[Point-per-instance localization data]

━━━━

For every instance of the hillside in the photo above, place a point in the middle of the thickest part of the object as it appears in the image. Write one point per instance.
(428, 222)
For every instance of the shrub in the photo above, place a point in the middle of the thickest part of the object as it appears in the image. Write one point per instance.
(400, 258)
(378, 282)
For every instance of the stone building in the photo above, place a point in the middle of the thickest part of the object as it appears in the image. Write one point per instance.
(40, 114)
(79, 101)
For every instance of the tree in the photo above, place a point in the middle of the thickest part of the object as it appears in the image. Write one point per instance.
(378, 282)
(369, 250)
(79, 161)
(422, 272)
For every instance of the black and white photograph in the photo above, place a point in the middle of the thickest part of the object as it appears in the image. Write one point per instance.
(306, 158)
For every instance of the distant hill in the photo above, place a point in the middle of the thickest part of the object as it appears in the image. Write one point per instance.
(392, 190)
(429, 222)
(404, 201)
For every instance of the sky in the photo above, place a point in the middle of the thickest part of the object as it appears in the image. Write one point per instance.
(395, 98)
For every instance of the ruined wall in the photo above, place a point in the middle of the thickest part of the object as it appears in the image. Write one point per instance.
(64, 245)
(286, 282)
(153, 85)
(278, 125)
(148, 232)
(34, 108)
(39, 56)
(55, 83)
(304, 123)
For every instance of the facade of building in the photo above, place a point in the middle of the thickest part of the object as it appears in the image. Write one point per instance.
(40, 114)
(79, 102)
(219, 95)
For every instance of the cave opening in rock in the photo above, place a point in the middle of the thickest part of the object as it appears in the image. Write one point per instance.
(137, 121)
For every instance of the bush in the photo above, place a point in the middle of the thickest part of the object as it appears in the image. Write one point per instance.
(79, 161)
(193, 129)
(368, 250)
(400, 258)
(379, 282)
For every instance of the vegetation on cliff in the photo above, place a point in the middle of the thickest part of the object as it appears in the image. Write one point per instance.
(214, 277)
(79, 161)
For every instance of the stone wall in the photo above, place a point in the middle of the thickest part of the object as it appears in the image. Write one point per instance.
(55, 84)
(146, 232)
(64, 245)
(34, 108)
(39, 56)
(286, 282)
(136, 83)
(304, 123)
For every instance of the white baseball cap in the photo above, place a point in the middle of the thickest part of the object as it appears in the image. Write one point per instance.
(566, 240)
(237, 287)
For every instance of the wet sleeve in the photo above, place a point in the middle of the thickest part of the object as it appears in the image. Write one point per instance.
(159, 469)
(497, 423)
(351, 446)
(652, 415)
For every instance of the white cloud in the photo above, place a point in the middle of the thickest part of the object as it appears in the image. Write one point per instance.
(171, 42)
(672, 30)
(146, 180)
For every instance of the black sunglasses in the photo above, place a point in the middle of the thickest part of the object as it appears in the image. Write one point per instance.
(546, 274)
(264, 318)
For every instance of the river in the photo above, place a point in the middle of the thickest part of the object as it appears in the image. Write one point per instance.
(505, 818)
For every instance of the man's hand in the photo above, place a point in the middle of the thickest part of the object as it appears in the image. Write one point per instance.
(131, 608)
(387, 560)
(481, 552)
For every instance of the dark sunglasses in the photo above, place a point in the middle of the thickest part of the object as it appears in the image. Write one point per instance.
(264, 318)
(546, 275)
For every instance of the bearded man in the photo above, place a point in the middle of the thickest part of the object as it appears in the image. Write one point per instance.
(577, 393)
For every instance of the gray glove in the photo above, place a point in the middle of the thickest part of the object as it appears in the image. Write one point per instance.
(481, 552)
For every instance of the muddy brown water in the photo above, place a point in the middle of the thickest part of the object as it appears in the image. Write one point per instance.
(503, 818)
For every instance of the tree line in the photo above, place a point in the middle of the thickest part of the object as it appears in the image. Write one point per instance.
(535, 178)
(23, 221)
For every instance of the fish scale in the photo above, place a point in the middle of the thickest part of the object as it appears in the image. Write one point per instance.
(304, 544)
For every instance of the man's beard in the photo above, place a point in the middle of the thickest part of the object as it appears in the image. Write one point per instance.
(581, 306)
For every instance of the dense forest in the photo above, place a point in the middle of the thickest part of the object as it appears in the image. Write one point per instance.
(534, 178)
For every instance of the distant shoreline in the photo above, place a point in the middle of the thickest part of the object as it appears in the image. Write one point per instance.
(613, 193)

━━━━

WORK REQUEST: Restate exactly the lines running from the line with "For every instance of the fish" to the end of the entries above, both ends included.

EXERCISE OUTPUT:
For every instance of the fish scale in the photo above, place a point in the middle of the thickest part of the object as it appears in the image. Write one point per instance.
(304, 544)
For every instance of the man's beard in the photo above, place a point in the middle of the thickest part of the object as it appears in the image. Write one point per instance.
(581, 306)
For every instance of the dense forest in the photo above, place a point in the middle of the thickest part of the object as it appears in the image. Write one point per instance.
(534, 178)
For every instance of the distant shoreline in the photo above, place a point in the middle of the thickest part of the object as it appears in the image. Write one point per instance.
(613, 193)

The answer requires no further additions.